_TEXT BLOCK_
Tilton v. Beecher

1875

The Daily Graphic, Feb. 1, 1875

In August 1874, Theodore Tilton sued his one-time best friend and fellow Brooklyn minister, Henry Ward Beecher, for criminal conversation (sexual intercourse with a married person’s spouse) and alienation of affections (damaging a marriage by destroying the love and affection between spouses).

No Gilded Age trial received more attention than Tilton v. Beecher.  The famous participants and scandalous accusations set off a “journalistic frenzy,” with newspapers breathlessly covering each day’s proceedings nearly verbatim.[1]  Beecher, the pastor of Brooklyn’s Plymouth Church, was “America’s most revered man of God,”[2] a towering, charismatic figure renowned for his progressive Christian theology and polarizing views on the most divisive social and political issues of the day, including abolition, women’s suffrage and Darwin’s theory of evolution.[3]  In his personal life, however, Reverend Beecher, a married father of ten, “made a habit of becoming intimate with the married women” in his congregation, including Theodore Tilton’s wife, Elizabeth, whom the older Beecher had known since Sunday School.

Tilton was upset by Elizabeth’s revelation of her affair with Reverend Beecher, but “the three principals had more or less drifted into an agreement to keep the affair quiet, in order to preserve Beecher’s good name, save Tilton’s pride, and spare Mrs. Tilton from moral censure.”[4]  Several people learned of the affair, however, including Victoria Woodhull, a suffragist, radical “free love” advocate and the first woman to run for the presidency under the new Equal Rights Party formed in 1872.  Woodhall had confirmed the details of the Beecher-Tilton affair during her own affair with the cuckolded Tilton.  After she and Tilton quarreled and broke up, Woodhall decided to publish the details of Beecher’s infidelity in part to punish the latter for not supporting her presidential aspirations.

_WHAT TO WORK ON_
1) In the Tilton v. Beecher text, what church was Beecher the pastor of?
2) Please reproduce the Tilton v. Beecher text, everything from "In August 1874, Theodore" down to "affection between spouses).".
3) Do these statements agree with the Tilton v. Beecher text? Answer yes or no for each, quoting the words of the text that decide it.
(a) Tilton filed his suit against Beecher in August 1874.
(b) Beecher was a married father of eight.
(c) Beecher had known Elizabeth since Sunday School.

_AVAILABLE DATA_
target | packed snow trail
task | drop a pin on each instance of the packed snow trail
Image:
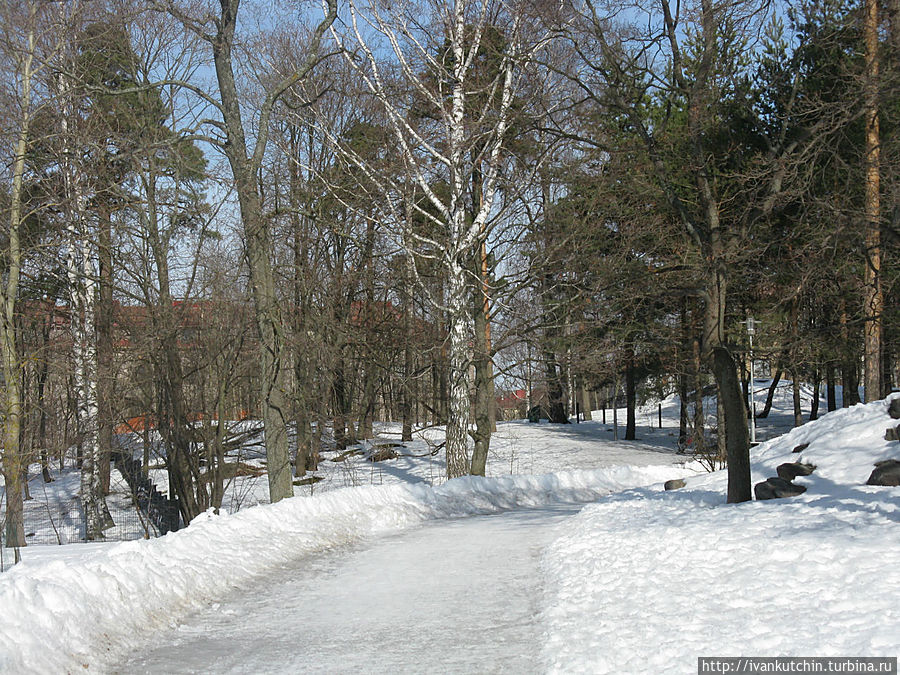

_THE REPLIES_
1) Brooklyn's Plymouth Church.

2)
In August 1874, Theodore Tilton sued his one-time best friend and fellow Brooklyn minister, Henry Ward Beecher, for criminal conversation (sexual intercourse with a married person’s spouse) and alienation of affections (damaging a marriage by destroying the love and affection between spouses).

3)
(a) Yes: "In August 1874, Theodore Tilton sued his one-time best friend and fellow Brooklyn minister, Henry Ward Beecher"
(b) No: "a married father of ten"
(c) Yes: "whom the older Beecher had known since Sunday School"